* **Verilen metin**:
_ _ _

Yıldırmacılar kendi yanlışları üzerinde düşünmezler. Kendileri dışında herkesi suçlarlar. Kendi konumlarını destekleyenlere karşı aşırı yaranmacı ve övücü davranırlar. Onlara göre “Kendileri için iyi olan, herkes için iyi, kendileri için kötü olan ise, herkes için kötüdür”. İnsanların önerilerine ve yapıcı eleştirilerine asla tahammül gösteremezler. Tacizciler başkalarının niyetlerinden aşırı derecede kuşkulanma, hatta insanların sürekli kendi aleyhinde komplo hazırlığı içinde oldukları yönünde kuşku duyarlar. Paranoid baskıcı bir ruh haline sahip olan kişiler, her şeyden ve herkesten şüphelenirler. Kendilerine kurulduğunu sandıkları komplolarla başa çıkmak için, kafalarında sürekli karşı komplo kurma uğraşısı içindedirler Şikayetleri daha çok çevrelerindeki kişilerden kötülük beklemek ve kendini güven içinde hissedememe yönündedir. Tacizciler kendisini denetleyenlerin istek, ihtiyaç, algılama ve yorumlarına göre davranır. Ahlaki olgunluğa sahip olmaması tacizciyi kendisinden zayıflara karşı aşırı zalimce davranırken, kendisinden güçlülerin istek ve emirlerine karşı aşırı uysallık göstermeye iter (http://www.dpi.state.wi.us, 2006).

_ _ _

* **Görev yönergesi**:
Yukarıdaki, yıldırmacıların ve tacizcilerin davranışlarını anlatan metni bittiği yerden devam ettirerek sürdürün.

_ _ _

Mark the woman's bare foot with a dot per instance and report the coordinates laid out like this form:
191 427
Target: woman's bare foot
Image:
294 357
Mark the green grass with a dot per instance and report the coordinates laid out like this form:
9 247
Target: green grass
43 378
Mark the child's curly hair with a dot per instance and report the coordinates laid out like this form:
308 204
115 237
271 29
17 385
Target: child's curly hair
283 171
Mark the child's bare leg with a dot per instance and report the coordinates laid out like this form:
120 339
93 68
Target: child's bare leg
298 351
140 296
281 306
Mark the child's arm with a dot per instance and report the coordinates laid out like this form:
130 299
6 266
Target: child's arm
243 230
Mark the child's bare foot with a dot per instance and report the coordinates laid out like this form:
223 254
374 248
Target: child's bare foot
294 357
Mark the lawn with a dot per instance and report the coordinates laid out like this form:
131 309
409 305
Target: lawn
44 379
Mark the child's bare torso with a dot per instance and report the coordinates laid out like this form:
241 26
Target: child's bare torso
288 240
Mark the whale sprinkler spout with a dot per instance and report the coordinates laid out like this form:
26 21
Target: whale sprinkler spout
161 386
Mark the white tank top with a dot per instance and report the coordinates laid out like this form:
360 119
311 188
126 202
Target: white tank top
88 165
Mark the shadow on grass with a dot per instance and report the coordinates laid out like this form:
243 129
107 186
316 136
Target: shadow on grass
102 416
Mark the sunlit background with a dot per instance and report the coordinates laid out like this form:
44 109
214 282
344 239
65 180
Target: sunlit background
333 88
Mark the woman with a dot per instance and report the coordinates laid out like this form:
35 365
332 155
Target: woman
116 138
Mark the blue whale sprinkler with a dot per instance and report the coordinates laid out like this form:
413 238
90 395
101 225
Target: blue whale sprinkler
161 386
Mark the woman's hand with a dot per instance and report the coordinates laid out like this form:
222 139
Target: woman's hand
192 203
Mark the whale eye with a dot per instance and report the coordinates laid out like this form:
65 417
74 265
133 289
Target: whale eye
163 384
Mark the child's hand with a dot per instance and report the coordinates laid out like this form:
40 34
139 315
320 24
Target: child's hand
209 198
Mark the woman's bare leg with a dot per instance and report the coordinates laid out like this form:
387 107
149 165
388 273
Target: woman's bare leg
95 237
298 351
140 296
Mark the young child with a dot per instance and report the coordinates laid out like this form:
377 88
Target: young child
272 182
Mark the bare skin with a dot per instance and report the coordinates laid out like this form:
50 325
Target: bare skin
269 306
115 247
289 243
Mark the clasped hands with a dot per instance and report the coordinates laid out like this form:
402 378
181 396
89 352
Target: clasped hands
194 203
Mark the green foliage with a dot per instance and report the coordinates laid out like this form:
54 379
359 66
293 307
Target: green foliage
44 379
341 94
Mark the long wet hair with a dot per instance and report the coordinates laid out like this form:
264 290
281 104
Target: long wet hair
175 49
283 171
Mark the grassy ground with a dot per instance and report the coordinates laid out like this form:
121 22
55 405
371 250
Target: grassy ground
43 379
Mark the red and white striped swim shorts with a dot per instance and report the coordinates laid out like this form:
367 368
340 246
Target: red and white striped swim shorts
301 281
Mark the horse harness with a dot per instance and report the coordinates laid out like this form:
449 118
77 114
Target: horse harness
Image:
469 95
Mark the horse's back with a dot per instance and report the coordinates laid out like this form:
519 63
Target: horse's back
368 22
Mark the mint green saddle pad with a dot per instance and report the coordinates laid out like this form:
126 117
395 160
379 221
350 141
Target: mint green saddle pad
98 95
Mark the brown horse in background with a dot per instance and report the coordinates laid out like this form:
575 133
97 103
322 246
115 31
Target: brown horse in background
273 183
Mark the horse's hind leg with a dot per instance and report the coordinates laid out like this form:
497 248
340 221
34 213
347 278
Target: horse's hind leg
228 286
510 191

_ _ _

* **Alıştırma yanıtı**:
Ayrıcalıklı Hak Sahibi Olduğuna İnanmak; Yıldırmacılar, işyerlerindeki

pozisyonları gereği diğerlerine istediklerini yaptırma hakkına sahip olduklarını düşünürler. Kendisine bağlı olarak çalışan herkes, onlar için aşağı seviyede kişilerdir ve bu kişileri istedikleri gibi kullanabileceklerini ve taciz edebileceklerini düşünürler. Çünkü onlara göre kendilerinin hesap vermesi gereken bir yer olmadığı gibi, diğerlerinin de şikayette bulunabileceği bir makam yoktur (http://topten.org, 2005). Bazı yıldırmacılar genellikle çalışkandır; ancak yaptıkları her işi abartır, başkalarının işini ise küçümserler. Sürekli işlerinin çokluğundan ve zorluğundan bahsederek kendilerinin olmaması durumunda bu “çok zor ve önemli!” işleri yapacak kimsenin olmadığı imajı yaratmaya çalışırlar. Kendilerini çok çalışıyormuş ve örgüt için vazgeçilmezmiş gibi göstermelerine rağmen, aslında tacizcilerin en sevmediği şey, örgütte diğer insanların başarısıdır. Örgütteki diğer çalışanların daha yetenekli olması onları korkutur. Yüksek başarıya sahip bir astın varlığına içerleyebilirler ve bu durum yıldırma sürecini başlatabilir (Tınaz, 2006: 84).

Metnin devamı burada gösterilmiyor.